Instructions for the task
Each record should be written out exactly as given.

Dataset records
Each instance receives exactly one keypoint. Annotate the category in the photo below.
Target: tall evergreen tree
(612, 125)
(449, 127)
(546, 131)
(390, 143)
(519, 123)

Solution for this problem
Each instance receives exactly one keypoint. Annotate the category in the photo below.
Target: tall evergreen tree
(612, 125)
(449, 127)
(546, 131)
(390, 143)
(519, 123)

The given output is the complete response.